** Start EXERCISE DATA **

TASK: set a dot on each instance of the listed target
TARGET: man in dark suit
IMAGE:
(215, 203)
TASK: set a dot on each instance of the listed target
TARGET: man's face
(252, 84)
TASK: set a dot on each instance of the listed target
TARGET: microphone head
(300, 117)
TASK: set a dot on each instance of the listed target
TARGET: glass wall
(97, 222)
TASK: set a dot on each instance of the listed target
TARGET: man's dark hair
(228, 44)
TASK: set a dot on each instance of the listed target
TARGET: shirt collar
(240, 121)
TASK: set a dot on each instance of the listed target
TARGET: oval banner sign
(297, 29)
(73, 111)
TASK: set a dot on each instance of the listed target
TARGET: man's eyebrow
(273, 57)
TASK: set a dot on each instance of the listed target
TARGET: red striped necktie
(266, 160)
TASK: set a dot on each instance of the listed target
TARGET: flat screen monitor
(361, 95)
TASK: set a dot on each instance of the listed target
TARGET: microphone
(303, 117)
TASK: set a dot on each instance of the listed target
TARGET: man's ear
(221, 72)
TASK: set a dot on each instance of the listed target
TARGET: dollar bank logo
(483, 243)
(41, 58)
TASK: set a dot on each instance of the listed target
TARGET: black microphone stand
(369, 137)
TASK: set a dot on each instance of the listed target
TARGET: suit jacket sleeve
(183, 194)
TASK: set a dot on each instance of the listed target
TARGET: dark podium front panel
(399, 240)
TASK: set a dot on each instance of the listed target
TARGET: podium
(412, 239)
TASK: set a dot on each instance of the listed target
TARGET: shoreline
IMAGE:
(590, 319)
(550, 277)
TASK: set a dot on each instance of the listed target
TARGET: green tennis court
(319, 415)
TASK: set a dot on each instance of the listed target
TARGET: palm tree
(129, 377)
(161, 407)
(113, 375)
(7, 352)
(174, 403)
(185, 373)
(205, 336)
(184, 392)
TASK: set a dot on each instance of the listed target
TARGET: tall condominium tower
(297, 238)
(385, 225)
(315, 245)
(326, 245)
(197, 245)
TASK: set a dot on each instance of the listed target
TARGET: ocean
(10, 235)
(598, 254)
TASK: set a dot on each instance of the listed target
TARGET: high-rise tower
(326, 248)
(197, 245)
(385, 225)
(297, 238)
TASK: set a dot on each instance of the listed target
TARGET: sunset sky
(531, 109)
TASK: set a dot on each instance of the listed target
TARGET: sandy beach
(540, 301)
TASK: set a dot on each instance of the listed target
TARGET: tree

** End EXERCISE DATA **

YOUR OBJECTIVE: Quote the data in full, keeping each word unchanged.

RESPONSE TO THIS EXERCISE:
TASK: set a dot on each instance of the listed target
TARGET: man in dark suit
IMAGE:
(215, 203)
TASK: set a dot on each instance of the listed target
TARGET: man's face
(252, 84)
TASK: set a dot on each instance of the listed target
TARGET: microphone head
(300, 117)
TASK: set a dot on each instance of the listed target
TARGET: glass wall
(97, 222)
TASK: set a dot on each instance of the listed target
TARGET: man's dark hair
(228, 44)
TASK: set a dot on each instance of the listed target
TARGET: shirt collar
(240, 121)
TASK: set a dot on each instance of the listed target
TARGET: oval banner sign
(297, 29)
(73, 111)
TASK: set a dot on each instance of the listed target
TARGET: man's eyebrow
(273, 57)
TASK: set a dot on each instance of the listed target
TARGET: red striped necktie
(266, 160)
TASK: set a dot on each instance of the listed target
TARGET: flat screen monitor
(361, 95)
TASK: set a dot on each instance of the listed target
TARGET: microphone
(303, 117)
TASK: set a dot on each instance of the listed target
TARGET: man's ear
(221, 72)
TASK: set a dot on each instance of the listed target
TARGET: dollar bank logo
(483, 243)
(41, 58)
TASK: set a dot on each instance of the listed target
TARGET: black microphone stand
(369, 137)
TASK: set a dot on each instance of the listed target
TARGET: suit jacket sleeve
(183, 194)
TASK: set a dot on each instance of the listed target
TARGET: dark podium front panel
(399, 240)
TASK: set a dot on each instance of the listed target
TARGET: podium
(412, 239)
TASK: set a dot on each instance of the listed target
TARGET: shoreline
IMAGE:
(590, 319)
(550, 277)
TASK: set a dot on each instance of the listed target
TARGET: green tennis court
(319, 415)
TASK: set a dot on each instance of the listed target
TARGET: palm tree
(129, 377)
(161, 407)
(113, 375)
(7, 352)
(174, 403)
(185, 373)
(205, 336)
(184, 392)
TASK: set a dot on each instance of the listed target
TARGET: tall condominium tower
(297, 238)
(385, 225)
(315, 245)
(326, 245)
(197, 245)
TASK: set a dot on each instance of the listed target
TARGET: ocean
(10, 235)
(598, 254)
TASK: set a dot on each instance of the listed target
TARGET: high-rise tower
(326, 248)
(197, 245)
(385, 225)
(297, 238)
TASK: set a dot on each instance of the listed target
TARGET: sunset sky
(531, 109)
TASK: set a dot on each instance of the listed target
TARGET: sandy beach
(540, 301)
TASK: set a dot on each instance of the listed target
TARGET: tree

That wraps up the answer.